• **WHAT TO PRODUCE**:
Drop all pictures and repeat exactly the lines from the line holding "Set-play tagging: locate each instance of the dam" through the end of the records.
::: RECORDS FOR THE EXERCISE :::
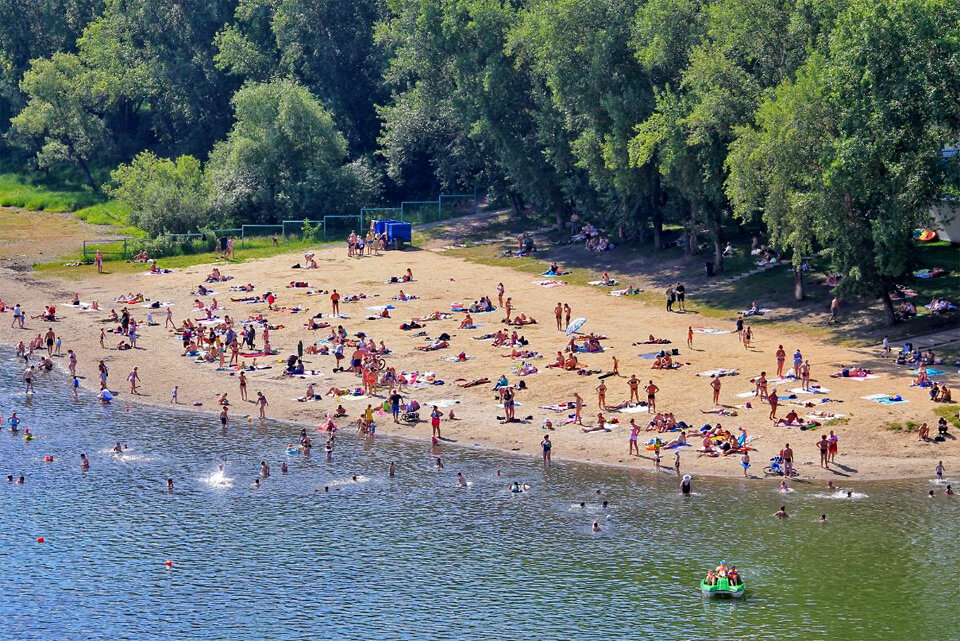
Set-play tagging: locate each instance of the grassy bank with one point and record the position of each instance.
(253, 248)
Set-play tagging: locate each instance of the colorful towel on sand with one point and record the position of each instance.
(710, 373)
(884, 399)
(866, 377)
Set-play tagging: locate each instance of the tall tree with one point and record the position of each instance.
(866, 175)
(284, 158)
(62, 119)
(326, 45)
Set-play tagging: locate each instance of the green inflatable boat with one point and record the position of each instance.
(723, 588)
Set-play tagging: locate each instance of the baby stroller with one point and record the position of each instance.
(776, 468)
(412, 413)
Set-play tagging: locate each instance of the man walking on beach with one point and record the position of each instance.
(787, 455)
(652, 397)
(823, 445)
(335, 301)
(715, 384)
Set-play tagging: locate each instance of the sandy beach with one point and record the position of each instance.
(867, 448)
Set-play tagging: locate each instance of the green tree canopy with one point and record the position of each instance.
(283, 158)
(164, 196)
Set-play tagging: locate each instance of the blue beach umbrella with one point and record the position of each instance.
(575, 325)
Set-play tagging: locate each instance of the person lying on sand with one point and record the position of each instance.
(651, 340)
(435, 345)
(792, 418)
(474, 383)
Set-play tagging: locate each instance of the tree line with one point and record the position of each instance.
(824, 120)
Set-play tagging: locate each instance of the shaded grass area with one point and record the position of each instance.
(18, 191)
(253, 249)
(862, 320)
(948, 412)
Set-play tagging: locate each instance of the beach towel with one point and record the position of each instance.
(884, 399)
(636, 409)
(866, 377)
(443, 402)
(710, 373)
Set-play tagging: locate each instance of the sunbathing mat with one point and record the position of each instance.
(443, 402)
(637, 409)
(884, 399)
(719, 372)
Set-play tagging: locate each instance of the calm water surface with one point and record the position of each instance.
(416, 557)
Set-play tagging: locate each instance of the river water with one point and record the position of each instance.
(415, 557)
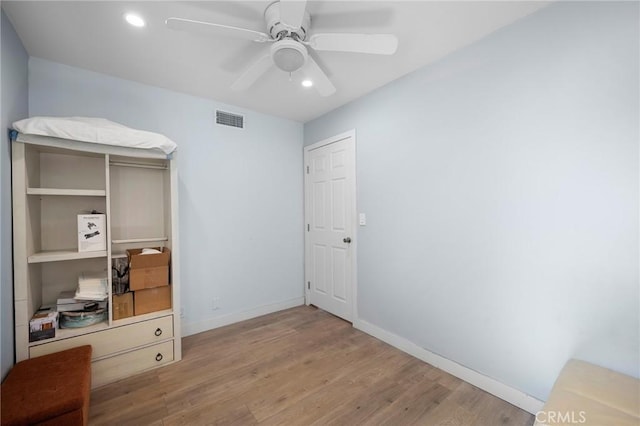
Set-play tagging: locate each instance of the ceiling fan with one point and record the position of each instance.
(288, 24)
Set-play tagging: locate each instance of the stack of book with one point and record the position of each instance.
(67, 303)
(92, 286)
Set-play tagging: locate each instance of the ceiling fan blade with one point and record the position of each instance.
(320, 80)
(292, 12)
(253, 73)
(377, 44)
(208, 28)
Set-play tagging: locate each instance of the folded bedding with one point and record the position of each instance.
(94, 130)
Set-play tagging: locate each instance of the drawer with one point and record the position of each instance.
(118, 367)
(113, 340)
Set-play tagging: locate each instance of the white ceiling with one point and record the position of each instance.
(93, 35)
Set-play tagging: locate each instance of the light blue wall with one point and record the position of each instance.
(501, 193)
(14, 107)
(240, 190)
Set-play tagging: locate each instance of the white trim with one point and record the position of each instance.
(494, 387)
(354, 219)
(198, 327)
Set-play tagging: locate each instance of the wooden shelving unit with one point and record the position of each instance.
(137, 190)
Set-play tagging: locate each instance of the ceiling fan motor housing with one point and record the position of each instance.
(289, 55)
(279, 30)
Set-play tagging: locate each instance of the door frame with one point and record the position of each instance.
(354, 220)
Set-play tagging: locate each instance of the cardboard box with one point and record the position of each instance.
(122, 305)
(43, 324)
(92, 232)
(152, 300)
(148, 270)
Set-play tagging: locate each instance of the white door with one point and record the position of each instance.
(330, 192)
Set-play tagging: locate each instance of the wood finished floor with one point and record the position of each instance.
(301, 366)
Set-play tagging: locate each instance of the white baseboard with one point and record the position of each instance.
(494, 387)
(209, 324)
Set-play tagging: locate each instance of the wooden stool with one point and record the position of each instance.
(52, 389)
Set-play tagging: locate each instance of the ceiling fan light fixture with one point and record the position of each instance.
(289, 55)
(134, 20)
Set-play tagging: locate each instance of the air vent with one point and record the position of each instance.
(228, 119)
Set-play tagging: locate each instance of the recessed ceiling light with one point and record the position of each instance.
(134, 20)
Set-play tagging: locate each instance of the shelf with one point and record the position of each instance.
(59, 255)
(65, 333)
(140, 240)
(143, 317)
(73, 192)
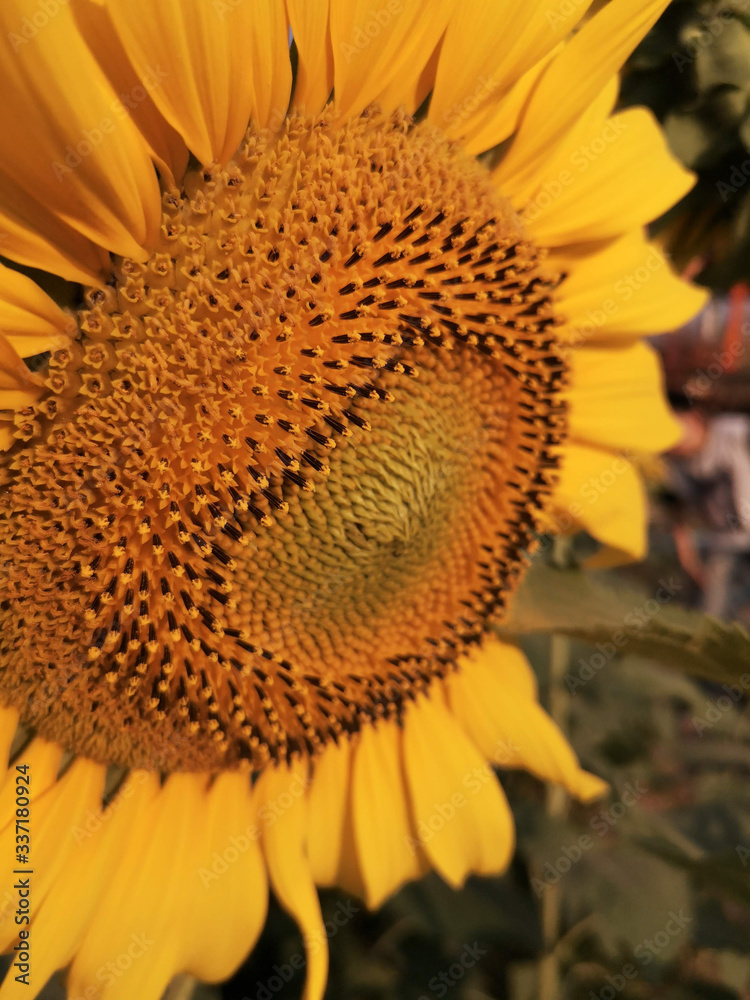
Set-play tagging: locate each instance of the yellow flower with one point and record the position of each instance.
(266, 492)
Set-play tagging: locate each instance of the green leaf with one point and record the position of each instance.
(625, 620)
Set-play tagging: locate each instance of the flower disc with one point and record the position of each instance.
(288, 469)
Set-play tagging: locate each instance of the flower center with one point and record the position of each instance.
(289, 468)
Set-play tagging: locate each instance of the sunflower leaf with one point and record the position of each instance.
(619, 619)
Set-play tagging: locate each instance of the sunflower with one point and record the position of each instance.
(361, 316)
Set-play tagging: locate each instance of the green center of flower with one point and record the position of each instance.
(288, 470)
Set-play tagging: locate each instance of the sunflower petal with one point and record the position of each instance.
(621, 290)
(386, 847)
(571, 84)
(509, 729)
(617, 399)
(461, 814)
(145, 916)
(603, 493)
(74, 151)
(100, 844)
(166, 145)
(590, 201)
(216, 66)
(373, 48)
(282, 808)
(230, 900)
(310, 30)
(326, 812)
(487, 49)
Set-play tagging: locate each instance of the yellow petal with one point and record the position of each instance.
(327, 807)
(34, 235)
(56, 815)
(603, 493)
(230, 888)
(282, 809)
(8, 726)
(388, 851)
(411, 88)
(374, 46)
(60, 921)
(215, 66)
(73, 149)
(500, 118)
(617, 400)
(570, 85)
(43, 759)
(462, 817)
(625, 289)
(488, 47)
(143, 921)
(166, 145)
(619, 178)
(509, 728)
(314, 81)
(26, 310)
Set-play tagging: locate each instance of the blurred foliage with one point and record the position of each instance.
(693, 71)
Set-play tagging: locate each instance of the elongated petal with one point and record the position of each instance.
(282, 809)
(617, 399)
(227, 878)
(571, 83)
(587, 200)
(134, 95)
(461, 814)
(146, 912)
(327, 808)
(389, 853)
(73, 149)
(100, 842)
(603, 493)
(310, 30)
(373, 46)
(218, 66)
(488, 47)
(510, 729)
(620, 290)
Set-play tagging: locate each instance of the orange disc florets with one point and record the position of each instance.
(289, 467)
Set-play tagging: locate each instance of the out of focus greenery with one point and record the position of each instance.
(646, 895)
(693, 71)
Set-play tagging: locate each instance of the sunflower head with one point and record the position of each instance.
(288, 468)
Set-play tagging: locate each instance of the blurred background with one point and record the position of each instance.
(644, 895)
(647, 894)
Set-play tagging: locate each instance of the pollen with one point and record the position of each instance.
(291, 465)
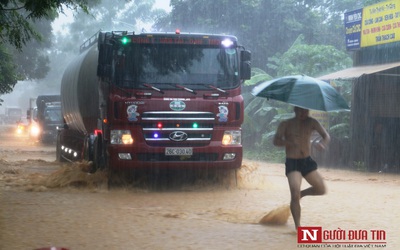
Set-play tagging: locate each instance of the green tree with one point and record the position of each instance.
(313, 60)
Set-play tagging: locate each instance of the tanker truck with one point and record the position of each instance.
(154, 100)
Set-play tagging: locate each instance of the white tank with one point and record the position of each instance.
(79, 92)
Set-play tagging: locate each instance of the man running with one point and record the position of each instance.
(295, 134)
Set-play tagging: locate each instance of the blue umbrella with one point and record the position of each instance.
(302, 91)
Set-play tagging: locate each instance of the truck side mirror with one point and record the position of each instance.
(245, 64)
(245, 55)
(105, 59)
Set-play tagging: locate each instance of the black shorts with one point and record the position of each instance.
(305, 165)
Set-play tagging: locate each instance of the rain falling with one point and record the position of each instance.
(162, 124)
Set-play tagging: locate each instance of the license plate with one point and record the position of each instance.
(178, 151)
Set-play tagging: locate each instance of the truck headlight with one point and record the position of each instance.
(121, 137)
(232, 137)
(35, 130)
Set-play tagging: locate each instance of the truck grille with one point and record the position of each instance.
(177, 128)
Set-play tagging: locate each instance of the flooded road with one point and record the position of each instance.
(43, 204)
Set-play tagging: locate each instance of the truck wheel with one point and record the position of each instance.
(59, 153)
(98, 156)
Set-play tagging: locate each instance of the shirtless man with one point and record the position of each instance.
(294, 134)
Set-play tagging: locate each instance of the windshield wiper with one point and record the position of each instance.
(216, 88)
(153, 88)
(187, 89)
(129, 94)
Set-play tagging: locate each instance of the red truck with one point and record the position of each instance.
(154, 100)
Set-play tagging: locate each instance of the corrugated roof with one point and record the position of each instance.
(356, 72)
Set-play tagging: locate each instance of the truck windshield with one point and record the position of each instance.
(168, 65)
(53, 115)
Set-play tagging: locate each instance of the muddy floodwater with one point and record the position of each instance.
(47, 204)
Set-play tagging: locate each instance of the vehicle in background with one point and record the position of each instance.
(11, 115)
(155, 100)
(45, 118)
(22, 127)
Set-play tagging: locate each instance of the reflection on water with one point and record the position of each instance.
(191, 210)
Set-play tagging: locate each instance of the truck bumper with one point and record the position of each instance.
(213, 156)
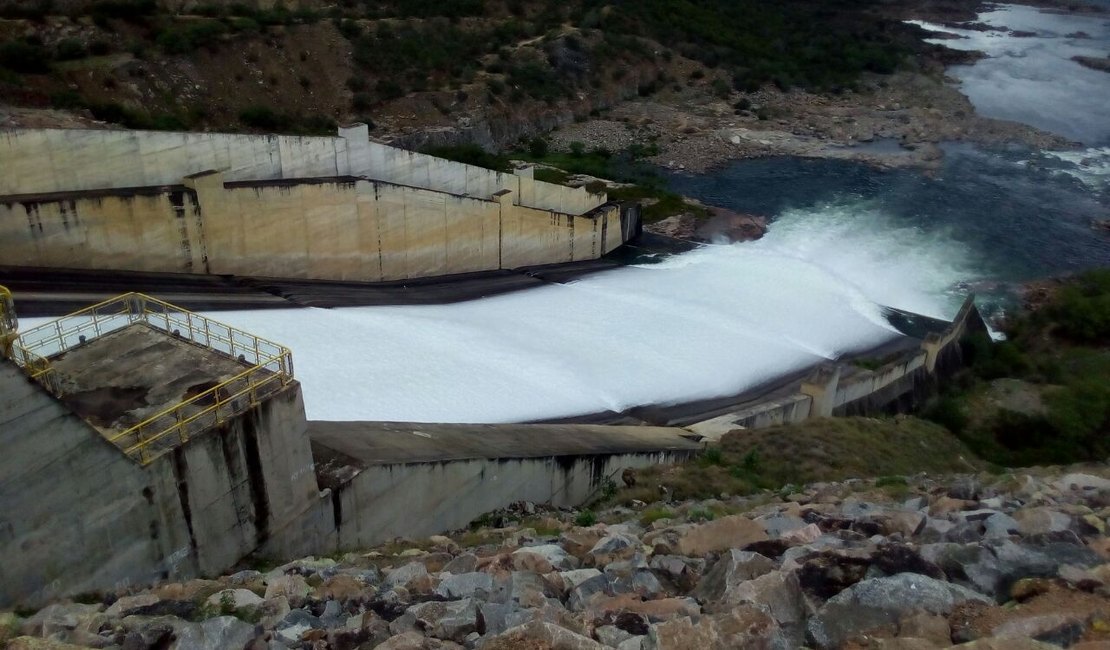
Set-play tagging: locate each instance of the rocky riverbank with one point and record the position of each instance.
(1009, 560)
(891, 121)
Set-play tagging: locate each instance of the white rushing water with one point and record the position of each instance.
(706, 323)
(1032, 79)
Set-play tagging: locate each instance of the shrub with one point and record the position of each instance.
(70, 49)
(389, 89)
(537, 146)
(24, 57)
(1082, 308)
(263, 118)
(189, 38)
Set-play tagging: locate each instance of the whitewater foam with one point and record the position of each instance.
(707, 323)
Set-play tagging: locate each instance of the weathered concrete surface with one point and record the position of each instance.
(334, 227)
(407, 479)
(76, 514)
(83, 517)
(391, 443)
(119, 379)
(56, 160)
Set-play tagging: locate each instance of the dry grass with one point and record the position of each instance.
(818, 450)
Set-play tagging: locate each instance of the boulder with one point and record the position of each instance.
(779, 524)
(344, 588)
(881, 602)
(400, 577)
(829, 572)
(462, 564)
(37, 643)
(582, 593)
(612, 636)
(1060, 629)
(743, 627)
(448, 620)
(58, 617)
(1081, 483)
(613, 548)
(233, 599)
(777, 592)
(727, 572)
(222, 632)
(541, 635)
(142, 603)
(292, 587)
(719, 535)
(465, 586)
(543, 559)
(416, 641)
(578, 541)
(295, 623)
(1040, 520)
(679, 571)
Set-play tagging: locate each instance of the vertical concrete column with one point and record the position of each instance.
(820, 386)
(208, 185)
(506, 213)
(932, 344)
(357, 145)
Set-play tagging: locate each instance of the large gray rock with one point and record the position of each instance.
(222, 632)
(579, 596)
(880, 602)
(995, 566)
(777, 592)
(612, 548)
(544, 559)
(743, 627)
(448, 620)
(296, 622)
(62, 616)
(462, 564)
(465, 586)
(680, 571)
(399, 577)
(543, 635)
(1041, 520)
(734, 568)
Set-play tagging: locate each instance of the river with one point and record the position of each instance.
(845, 240)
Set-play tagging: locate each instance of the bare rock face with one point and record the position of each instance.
(1021, 561)
(719, 535)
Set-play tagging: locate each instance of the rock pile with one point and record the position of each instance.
(981, 561)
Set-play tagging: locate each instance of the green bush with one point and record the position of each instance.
(70, 49)
(263, 118)
(1082, 308)
(182, 39)
(24, 57)
(537, 146)
(471, 154)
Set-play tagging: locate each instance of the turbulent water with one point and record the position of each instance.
(845, 239)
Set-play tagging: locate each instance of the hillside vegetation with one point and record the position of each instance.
(1040, 397)
(302, 68)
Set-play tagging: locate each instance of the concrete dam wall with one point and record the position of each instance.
(282, 206)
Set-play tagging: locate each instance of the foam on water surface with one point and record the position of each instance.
(707, 323)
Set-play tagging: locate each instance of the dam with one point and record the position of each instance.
(201, 430)
(329, 209)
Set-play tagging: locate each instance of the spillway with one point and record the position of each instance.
(707, 323)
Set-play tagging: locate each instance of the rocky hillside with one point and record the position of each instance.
(487, 71)
(1007, 560)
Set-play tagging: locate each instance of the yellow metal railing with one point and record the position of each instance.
(271, 366)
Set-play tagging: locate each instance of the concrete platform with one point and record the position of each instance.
(119, 379)
(342, 448)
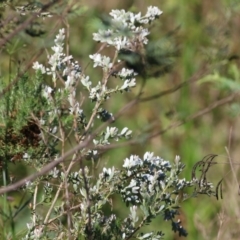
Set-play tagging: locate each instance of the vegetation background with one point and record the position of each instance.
(200, 52)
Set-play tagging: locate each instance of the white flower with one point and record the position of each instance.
(133, 161)
(153, 12)
(40, 67)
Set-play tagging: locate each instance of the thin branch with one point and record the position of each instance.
(27, 22)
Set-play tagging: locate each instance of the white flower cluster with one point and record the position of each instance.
(128, 23)
(62, 66)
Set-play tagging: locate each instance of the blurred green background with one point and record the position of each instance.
:::
• **RESPONSE TO THIS EXERCISE**:
Set-play tagging: locate each instance of the dam with one point and record the position of each instance.
(201, 430)
(329, 209)
Set-play tagging: locate each instance of the spillway with one point and record the position of each instance.
(707, 323)
Set-play tagging: locate each instance of the rocky hillside with one point and record the position of each instance.
(487, 71)
(1007, 560)
Set-play tagging: locate each instance of the yellow metal railing with one point and record the position of each instance.
(271, 366)
Set-play tagging: locate each instance of the concrete platform with one point and record the position of each instance.
(119, 379)
(342, 448)
Set-play tagging: locate each instance of the vegetation background with one point and record the position of each instance.
(200, 52)
Set-play tagging: locate each instance of the white flower with one point and record the position of each instance.
(133, 161)
(153, 12)
(40, 67)
Set-play tagging: locate each instance of the thin branch with one point and record the position of each instance.
(27, 22)
Set-play tagging: locate each instance of the white flower cluster with one point and record the position of each instance.
(128, 23)
(62, 66)
Set-play tagging: locate each instance of the blurred green background with one point and record the position of each instance.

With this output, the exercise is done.